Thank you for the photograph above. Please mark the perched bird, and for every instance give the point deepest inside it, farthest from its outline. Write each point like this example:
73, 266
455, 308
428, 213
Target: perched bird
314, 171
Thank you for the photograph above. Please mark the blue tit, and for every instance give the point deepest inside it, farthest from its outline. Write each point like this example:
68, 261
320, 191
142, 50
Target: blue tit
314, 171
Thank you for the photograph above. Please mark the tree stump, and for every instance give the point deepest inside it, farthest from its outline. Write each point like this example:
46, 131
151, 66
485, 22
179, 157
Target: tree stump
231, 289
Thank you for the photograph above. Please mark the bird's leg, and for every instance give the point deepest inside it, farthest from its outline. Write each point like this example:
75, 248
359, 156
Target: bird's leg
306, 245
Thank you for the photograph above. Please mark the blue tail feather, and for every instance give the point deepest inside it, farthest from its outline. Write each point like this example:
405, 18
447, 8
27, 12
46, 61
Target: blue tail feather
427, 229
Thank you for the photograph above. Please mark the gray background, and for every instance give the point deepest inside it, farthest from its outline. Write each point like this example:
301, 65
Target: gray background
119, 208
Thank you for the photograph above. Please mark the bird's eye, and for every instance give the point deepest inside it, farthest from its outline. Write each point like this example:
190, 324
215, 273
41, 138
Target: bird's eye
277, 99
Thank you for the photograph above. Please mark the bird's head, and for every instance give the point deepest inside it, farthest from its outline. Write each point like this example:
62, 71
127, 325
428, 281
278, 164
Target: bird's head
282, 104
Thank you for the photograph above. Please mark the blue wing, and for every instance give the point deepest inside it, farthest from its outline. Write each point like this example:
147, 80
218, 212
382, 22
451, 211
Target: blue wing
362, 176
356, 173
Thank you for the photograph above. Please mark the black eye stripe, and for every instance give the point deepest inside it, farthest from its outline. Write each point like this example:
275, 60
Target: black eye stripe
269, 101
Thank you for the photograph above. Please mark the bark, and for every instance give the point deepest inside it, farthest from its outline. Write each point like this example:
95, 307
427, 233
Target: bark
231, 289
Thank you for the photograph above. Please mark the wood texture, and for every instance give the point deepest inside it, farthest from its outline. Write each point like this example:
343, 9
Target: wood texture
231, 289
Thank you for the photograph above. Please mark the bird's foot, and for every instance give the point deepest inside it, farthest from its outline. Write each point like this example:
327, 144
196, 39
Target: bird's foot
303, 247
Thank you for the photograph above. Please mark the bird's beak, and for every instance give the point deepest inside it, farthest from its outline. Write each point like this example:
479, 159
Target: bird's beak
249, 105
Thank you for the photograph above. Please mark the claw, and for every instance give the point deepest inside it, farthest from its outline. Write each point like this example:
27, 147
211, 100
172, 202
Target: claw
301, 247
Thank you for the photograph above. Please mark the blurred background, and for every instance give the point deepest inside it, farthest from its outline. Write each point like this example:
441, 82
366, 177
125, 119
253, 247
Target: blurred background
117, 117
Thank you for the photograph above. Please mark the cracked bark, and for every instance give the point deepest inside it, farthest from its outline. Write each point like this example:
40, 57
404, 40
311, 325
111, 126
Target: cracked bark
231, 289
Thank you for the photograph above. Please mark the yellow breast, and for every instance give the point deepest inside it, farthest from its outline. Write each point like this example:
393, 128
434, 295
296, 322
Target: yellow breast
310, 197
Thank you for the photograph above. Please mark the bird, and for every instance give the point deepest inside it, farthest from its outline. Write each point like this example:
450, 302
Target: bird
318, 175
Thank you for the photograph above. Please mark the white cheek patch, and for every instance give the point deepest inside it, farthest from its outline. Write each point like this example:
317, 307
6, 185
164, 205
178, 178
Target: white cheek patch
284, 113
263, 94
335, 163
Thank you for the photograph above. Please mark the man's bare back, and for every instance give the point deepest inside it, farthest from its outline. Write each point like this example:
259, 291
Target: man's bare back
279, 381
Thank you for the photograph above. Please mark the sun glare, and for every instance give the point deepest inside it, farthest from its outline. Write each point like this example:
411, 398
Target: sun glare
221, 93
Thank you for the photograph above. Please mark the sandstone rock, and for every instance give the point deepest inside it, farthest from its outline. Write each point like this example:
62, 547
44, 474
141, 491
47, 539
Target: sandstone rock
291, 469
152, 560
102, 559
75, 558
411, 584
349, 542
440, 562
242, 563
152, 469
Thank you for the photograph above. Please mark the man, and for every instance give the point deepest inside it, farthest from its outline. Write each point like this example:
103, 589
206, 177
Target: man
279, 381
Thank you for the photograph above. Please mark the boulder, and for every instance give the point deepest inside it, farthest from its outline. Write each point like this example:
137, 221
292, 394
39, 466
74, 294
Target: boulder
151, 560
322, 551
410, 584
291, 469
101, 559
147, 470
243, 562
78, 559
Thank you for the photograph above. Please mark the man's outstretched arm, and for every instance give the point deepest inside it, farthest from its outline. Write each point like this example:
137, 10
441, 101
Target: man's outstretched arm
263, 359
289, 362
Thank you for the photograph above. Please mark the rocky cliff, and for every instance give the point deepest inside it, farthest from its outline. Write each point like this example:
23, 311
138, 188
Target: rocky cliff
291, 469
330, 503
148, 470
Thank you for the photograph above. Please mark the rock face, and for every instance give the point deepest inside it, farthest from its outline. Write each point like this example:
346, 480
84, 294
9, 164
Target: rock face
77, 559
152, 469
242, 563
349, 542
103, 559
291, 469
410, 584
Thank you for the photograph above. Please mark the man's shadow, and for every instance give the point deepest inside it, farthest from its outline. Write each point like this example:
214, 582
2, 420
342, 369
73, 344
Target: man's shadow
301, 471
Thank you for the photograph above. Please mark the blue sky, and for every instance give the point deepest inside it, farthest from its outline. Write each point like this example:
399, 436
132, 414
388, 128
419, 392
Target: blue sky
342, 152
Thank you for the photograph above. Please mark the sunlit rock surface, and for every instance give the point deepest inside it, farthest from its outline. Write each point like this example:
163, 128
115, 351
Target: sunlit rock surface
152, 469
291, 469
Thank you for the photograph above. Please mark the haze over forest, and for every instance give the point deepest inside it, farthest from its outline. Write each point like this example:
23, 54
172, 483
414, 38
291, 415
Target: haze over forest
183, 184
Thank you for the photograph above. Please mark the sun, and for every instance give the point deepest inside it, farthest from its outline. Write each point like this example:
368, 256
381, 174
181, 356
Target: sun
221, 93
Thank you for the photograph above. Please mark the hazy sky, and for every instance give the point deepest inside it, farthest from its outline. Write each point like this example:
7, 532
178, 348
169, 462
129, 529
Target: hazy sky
----
The task: Write out the items again from the line containing "Thank you for the photograph above. Please mark the hazy" through the end of the items, swapping "hazy sky" for "misty sky" and keeping everything else the same.

Completed task:
Thank you for the photograph above. Please mark the misty sky, and for every instance give the point deepest inside it, farthest from its outline. Write each point like this example:
7, 532
178, 348
169, 462
129, 529
Target: misty sky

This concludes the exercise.